- **Directions for this task**
Your answer should hold every line of the records below that contains the string "iron".

Records from a collection

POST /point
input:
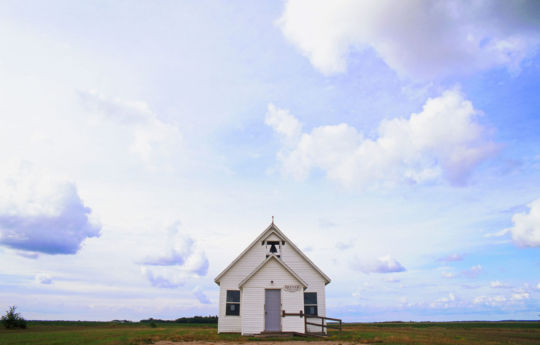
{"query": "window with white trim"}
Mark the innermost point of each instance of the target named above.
(232, 306)
(310, 303)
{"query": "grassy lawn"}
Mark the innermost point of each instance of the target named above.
(485, 333)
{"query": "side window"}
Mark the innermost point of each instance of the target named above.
(310, 303)
(233, 302)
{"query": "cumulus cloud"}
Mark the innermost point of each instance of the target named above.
(451, 258)
(39, 214)
(448, 275)
(181, 259)
(201, 297)
(420, 39)
(526, 229)
(472, 272)
(498, 285)
(283, 122)
(444, 140)
(490, 300)
(384, 264)
(520, 295)
(150, 135)
(43, 278)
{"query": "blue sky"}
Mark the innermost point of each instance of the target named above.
(143, 145)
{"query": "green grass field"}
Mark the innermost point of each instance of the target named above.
(485, 333)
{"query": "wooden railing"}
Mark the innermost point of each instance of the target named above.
(323, 324)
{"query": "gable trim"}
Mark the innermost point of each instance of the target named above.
(272, 257)
(266, 232)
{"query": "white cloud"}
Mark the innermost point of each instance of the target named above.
(498, 285)
(180, 260)
(472, 272)
(283, 122)
(520, 295)
(451, 258)
(526, 229)
(150, 135)
(490, 300)
(201, 297)
(444, 139)
(447, 274)
(41, 214)
(44, 278)
(384, 264)
(420, 39)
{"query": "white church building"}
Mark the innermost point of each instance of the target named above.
(271, 287)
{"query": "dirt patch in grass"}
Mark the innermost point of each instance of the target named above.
(166, 342)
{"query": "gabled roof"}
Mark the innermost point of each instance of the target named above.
(279, 261)
(273, 228)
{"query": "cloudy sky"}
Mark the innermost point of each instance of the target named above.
(144, 144)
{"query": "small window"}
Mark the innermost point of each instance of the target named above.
(232, 306)
(310, 303)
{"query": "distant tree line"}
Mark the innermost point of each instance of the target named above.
(194, 319)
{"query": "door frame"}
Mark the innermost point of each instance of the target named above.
(280, 309)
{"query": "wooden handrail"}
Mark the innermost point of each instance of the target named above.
(322, 318)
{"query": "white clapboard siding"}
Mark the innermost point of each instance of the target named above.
(251, 319)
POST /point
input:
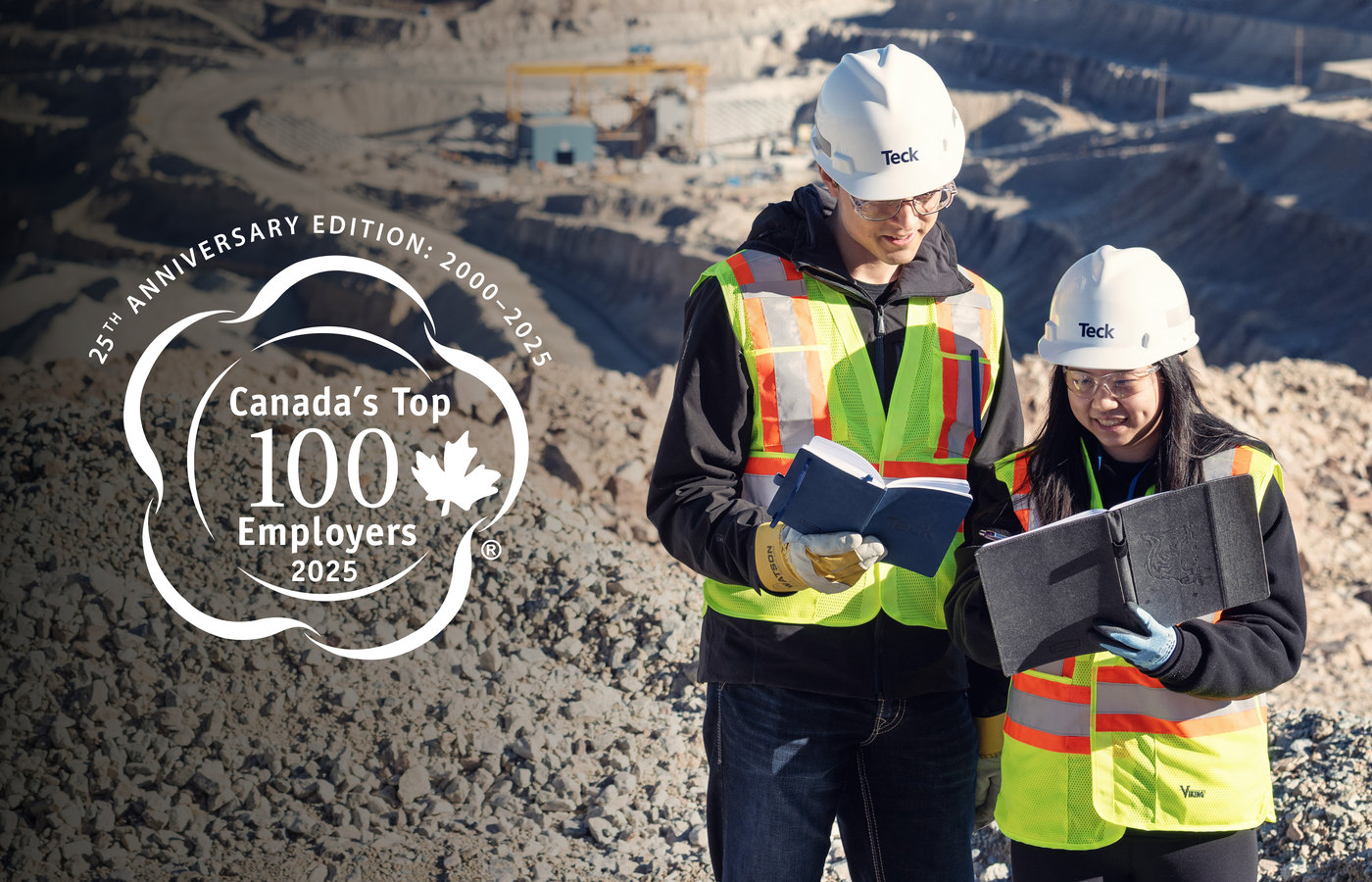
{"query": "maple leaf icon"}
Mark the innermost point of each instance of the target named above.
(452, 481)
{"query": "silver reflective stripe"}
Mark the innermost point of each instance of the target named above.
(759, 488)
(770, 276)
(793, 402)
(1163, 704)
(964, 318)
(1217, 466)
(1022, 502)
(778, 297)
(1049, 714)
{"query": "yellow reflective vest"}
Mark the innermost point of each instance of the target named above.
(809, 373)
(1095, 747)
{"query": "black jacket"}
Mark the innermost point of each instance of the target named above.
(1250, 651)
(703, 520)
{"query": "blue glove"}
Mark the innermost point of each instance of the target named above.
(1148, 648)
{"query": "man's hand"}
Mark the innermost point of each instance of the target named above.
(832, 562)
(991, 737)
(1146, 646)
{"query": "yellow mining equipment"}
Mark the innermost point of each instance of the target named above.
(652, 91)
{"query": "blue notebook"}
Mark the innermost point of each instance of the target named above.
(832, 488)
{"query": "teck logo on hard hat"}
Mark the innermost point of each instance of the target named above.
(896, 157)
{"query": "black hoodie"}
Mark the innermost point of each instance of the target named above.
(695, 491)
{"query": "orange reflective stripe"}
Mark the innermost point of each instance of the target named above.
(892, 467)
(1019, 494)
(1249, 717)
(768, 417)
(951, 386)
(1047, 741)
(818, 391)
(741, 271)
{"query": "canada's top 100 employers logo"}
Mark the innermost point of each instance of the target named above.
(308, 497)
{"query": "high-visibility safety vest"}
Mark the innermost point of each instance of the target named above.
(811, 374)
(1095, 747)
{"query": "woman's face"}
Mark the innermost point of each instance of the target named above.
(1124, 412)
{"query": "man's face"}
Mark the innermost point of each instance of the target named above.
(874, 250)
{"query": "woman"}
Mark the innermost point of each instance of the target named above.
(1145, 761)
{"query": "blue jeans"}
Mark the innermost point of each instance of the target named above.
(898, 774)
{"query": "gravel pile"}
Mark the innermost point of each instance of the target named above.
(551, 733)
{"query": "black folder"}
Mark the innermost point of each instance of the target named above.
(1179, 555)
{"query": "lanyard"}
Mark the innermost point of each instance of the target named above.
(1134, 481)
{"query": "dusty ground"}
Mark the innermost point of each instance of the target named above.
(551, 731)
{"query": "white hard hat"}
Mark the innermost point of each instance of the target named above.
(885, 126)
(1117, 308)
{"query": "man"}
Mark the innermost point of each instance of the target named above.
(834, 692)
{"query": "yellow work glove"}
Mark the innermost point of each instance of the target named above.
(830, 562)
(991, 737)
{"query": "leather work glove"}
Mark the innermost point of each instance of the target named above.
(991, 735)
(829, 562)
(1148, 646)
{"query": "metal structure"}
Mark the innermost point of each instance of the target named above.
(640, 71)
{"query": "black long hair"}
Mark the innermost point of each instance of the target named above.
(1190, 432)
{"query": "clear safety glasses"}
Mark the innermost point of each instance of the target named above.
(887, 209)
(1118, 384)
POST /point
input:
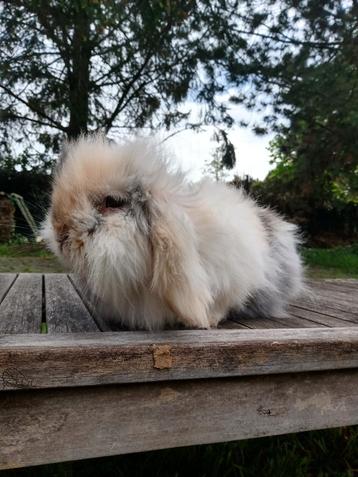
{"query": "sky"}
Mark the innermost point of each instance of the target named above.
(193, 149)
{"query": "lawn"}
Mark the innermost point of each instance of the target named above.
(27, 257)
(330, 453)
(337, 262)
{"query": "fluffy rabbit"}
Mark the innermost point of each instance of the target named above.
(157, 250)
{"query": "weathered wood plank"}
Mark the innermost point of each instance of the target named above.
(231, 325)
(337, 300)
(65, 311)
(292, 321)
(86, 298)
(6, 281)
(70, 424)
(320, 318)
(104, 358)
(21, 309)
(332, 308)
(258, 323)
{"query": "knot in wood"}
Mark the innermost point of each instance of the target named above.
(162, 358)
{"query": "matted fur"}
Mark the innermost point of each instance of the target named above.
(175, 252)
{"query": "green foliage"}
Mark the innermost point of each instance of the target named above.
(331, 453)
(223, 157)
(339, 260)
(69, 66)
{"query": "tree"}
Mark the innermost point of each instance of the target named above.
(224, 157)
(70, 66)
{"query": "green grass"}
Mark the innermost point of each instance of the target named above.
(331, 453)
(338, 262)
(29, 249)
(28, 257)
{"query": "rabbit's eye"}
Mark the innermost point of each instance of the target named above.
(114, 202)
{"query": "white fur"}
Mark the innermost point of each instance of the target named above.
(191, 254)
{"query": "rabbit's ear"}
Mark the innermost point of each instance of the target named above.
(178, 277)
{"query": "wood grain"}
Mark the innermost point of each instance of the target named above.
(88, 302)
(82, 359)
(69, 424)
(65, 311)
(6, 280)
(21, 309)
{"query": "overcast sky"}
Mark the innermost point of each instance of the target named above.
(193, 149)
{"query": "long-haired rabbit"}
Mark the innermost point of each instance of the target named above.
(157, 250)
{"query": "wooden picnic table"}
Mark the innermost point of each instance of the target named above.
(70, 389)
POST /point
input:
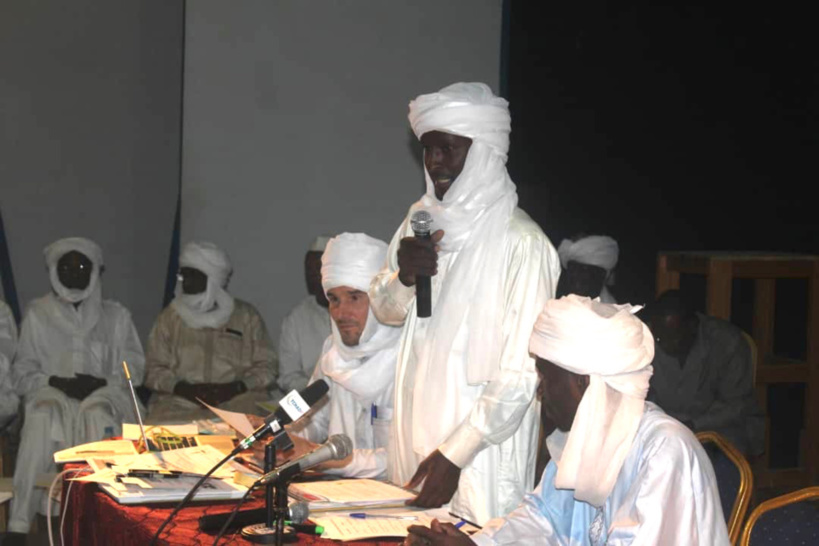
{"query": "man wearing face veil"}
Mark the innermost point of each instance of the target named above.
(207, 344)
(68, 369)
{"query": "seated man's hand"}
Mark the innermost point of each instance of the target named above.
(418, 257)
(444, 534)
(440, 477)
(89, 383)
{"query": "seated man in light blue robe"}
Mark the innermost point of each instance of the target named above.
(622, 472)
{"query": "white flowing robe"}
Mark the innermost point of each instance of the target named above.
(344, 413)
(54, 340)
(491, 428)
(303, 333)
(666, 493)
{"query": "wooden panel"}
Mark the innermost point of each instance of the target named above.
(666, 279)
(718, 303)
(782, 373)
(764, 300)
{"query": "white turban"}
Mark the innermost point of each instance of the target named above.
(466, 109)
(352, 259)
(60, 248)
(213, 307)
(87, 315)
(615, 349)
(474, 215)
(597, 250)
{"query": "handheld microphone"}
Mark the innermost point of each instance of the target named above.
(336, 448)
(291, 408)
(297, 513)
(420, 222)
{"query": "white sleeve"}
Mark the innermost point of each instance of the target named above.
(291, 371)
(8, 332)
(390, 300)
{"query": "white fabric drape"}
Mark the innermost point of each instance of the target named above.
(213, 307)
(615, 349)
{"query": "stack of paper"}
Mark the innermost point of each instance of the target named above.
(347, 493)
(344, 527)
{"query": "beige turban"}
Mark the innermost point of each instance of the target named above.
(615, 349)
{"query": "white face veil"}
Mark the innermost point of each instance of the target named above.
(366, 369)
(213, 307)
(60, 248)
(615, 349)
(474, 215)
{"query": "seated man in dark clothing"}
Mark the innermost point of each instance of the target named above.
(703, 373)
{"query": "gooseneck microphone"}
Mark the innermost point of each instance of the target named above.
(420, 222)
(291, 408)
(336, 448)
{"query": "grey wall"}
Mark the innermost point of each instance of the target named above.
(89, 138)
(295, 122)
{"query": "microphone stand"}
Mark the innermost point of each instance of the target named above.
(273, 530)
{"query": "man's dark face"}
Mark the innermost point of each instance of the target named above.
(74, 270)
(444, 158)
(193, 280)
(581, 279)
(674, 334)
(560, 392)
(312, 276)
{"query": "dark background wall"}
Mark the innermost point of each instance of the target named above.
(669, 128)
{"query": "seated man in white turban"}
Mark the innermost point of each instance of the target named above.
(465, 420)
(358, 360)
(207, 344)
(703, 373)
(622, 471)
(68, 369)
(9, 401)
(306, 327)
(588, 266)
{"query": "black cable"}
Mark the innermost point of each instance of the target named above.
(235, 511)
(189, 496)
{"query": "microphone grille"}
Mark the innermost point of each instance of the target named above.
(341, 444)
(421, 221)
(299, 512)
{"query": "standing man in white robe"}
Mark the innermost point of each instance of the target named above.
(465, 421)
(588, 266)
(622, 471)
(207, 344)
(68, 369)
(358, 360)
(306, 327)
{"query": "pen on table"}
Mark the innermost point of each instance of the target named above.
(363, 515)
(305, 528)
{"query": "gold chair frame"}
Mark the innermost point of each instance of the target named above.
(746, 481)
(773, 504)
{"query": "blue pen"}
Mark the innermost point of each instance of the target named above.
(363, 515)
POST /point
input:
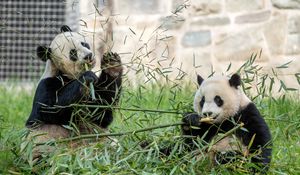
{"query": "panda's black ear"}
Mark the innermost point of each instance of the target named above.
(199, 80)
(65, 28)
(43, 53)
(235, 80)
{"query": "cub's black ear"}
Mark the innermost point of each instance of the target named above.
(199, 80)
(43, 53)
(65, 28)
(235, 80)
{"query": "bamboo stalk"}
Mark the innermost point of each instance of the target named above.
(92, 89)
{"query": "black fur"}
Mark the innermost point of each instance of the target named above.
(254, 124)
(54, 95)
(235, 80)
(43, 53)
(199, 80)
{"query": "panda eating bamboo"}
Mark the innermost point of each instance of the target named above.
(65, 82)
(220, 105)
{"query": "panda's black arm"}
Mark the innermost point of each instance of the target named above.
(52, 100)
(258, 129)
(43, 110)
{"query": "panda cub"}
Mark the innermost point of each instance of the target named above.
(222, 101)
(66, 81)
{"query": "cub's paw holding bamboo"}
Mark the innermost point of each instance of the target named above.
(63, 103)
(227, 118)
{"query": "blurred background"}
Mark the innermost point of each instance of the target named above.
(158, 40)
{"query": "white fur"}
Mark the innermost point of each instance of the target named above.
(60, 52)
(234, 99)
(50, 70)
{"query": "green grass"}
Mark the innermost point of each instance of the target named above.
(282, 115)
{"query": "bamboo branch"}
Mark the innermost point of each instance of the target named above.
(92, 89)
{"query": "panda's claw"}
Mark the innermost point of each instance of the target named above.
(89, 77)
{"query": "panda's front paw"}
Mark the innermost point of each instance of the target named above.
(89, 77)
(191, 120)
(111, 64)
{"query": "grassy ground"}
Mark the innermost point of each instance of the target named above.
(282, 115)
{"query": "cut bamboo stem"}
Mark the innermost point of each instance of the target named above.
(92, 89)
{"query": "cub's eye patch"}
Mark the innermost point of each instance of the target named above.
(86, 45)
(73, 55)
(218, 100)
(202, 102)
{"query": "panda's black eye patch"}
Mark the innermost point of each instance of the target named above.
(218, 100)
(86, 45)
(202, 102)
(73, 55)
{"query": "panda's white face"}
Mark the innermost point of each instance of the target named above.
(217, 99)
(70, 52)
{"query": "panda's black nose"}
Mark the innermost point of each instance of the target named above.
(88, 56)
(207, 114)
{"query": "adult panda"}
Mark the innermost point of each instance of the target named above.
(65, 82)
(220, 104)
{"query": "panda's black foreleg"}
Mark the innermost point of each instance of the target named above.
(75, 90)
(54, 107)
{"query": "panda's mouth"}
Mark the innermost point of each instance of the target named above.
(91, 63)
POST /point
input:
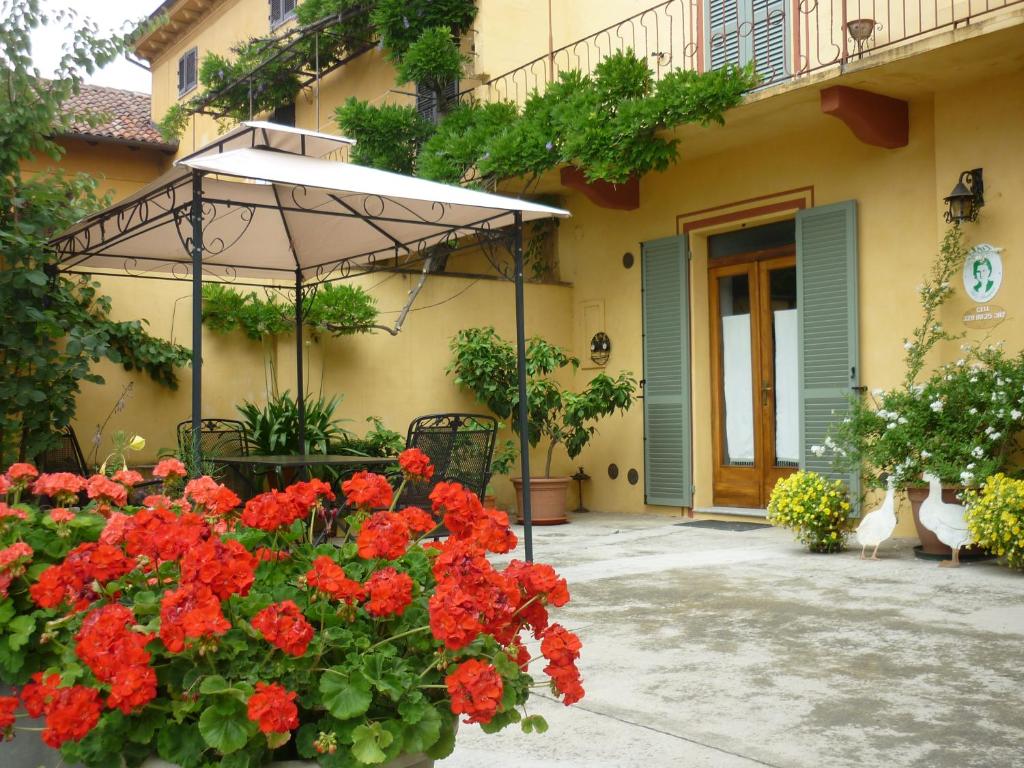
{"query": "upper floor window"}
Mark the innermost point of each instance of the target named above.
(742, 31)
(187, 71)
(432, 105)
(281, 11)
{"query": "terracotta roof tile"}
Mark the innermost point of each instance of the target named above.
(127, 116)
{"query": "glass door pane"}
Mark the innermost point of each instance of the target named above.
(782, 300)
(737, 374)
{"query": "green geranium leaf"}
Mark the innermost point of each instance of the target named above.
(181, 744)
(6, 610)
(224, 726)
(423, 734)
(369, 742)
(213, 684)
(346, 692)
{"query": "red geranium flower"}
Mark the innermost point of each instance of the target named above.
(476, 690)
(117, 655)
(60, 516)
(72, 581)
(103, 488)
(284, 626)
(9, 513)
(368, 491)
(73, 713)
(383, 535)
(13, 560)
(37, 695)
(7, 707)
(330, 578)
(211, 496)
(461, 507)
(190, 611)
(308, 493)
(272, 510)
(162, 536)
(169, 468)
(272, 708)
(224, 566)
(416, 464)
(22, 474)
(61, 486)
(128, 477)
(539, 579)
(390, 593)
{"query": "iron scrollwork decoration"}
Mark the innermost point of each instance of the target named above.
(213, 212)
(600, 348)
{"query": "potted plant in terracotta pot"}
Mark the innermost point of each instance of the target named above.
(962, 424)
(195, 632)
(485, 365)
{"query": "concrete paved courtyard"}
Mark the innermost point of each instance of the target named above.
(738, 648)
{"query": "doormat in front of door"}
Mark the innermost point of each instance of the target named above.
(724, 524)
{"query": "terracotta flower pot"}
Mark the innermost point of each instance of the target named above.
(402, 761)
(547, 500)
(930, 544)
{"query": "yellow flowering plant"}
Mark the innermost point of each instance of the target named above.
(815, 508)
(995, 517)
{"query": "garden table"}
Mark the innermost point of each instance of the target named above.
(288, 465)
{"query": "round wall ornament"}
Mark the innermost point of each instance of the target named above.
(983, 272)
(600, 348)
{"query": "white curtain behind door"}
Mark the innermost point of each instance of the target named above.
(786, 387)
(737, 388)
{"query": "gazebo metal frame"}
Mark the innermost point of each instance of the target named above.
(192, 200)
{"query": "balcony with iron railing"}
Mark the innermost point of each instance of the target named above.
(785, 39)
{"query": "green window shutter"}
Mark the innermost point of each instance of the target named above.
(667, 418)
(768, 39)
(826, 295)
(724, 42)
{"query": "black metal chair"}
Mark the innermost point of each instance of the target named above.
(220, 437)
(65, 456)
(460, 446)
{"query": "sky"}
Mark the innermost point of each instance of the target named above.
(111, 15)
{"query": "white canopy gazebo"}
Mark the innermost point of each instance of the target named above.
(263, 205)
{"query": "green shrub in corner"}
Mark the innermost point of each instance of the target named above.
(815, 508)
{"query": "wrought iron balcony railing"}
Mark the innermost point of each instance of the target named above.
(785, 39)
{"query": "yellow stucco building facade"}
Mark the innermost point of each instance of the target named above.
(793, 236)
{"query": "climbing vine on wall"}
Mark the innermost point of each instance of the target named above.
(257, 77)
(606, 124)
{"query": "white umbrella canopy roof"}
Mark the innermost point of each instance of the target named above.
(271, 213)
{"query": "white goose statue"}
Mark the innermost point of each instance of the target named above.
(947, 521)
(878, 524)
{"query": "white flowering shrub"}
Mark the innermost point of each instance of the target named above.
(963, 424)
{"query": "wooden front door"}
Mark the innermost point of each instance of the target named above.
(755, 381)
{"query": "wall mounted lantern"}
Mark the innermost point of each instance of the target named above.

- **Worked solution**
{"query": "iron scrollwork decoration"}
{"query": "balcony with iron railing"}
{"query": "wrought iron balcony railing"}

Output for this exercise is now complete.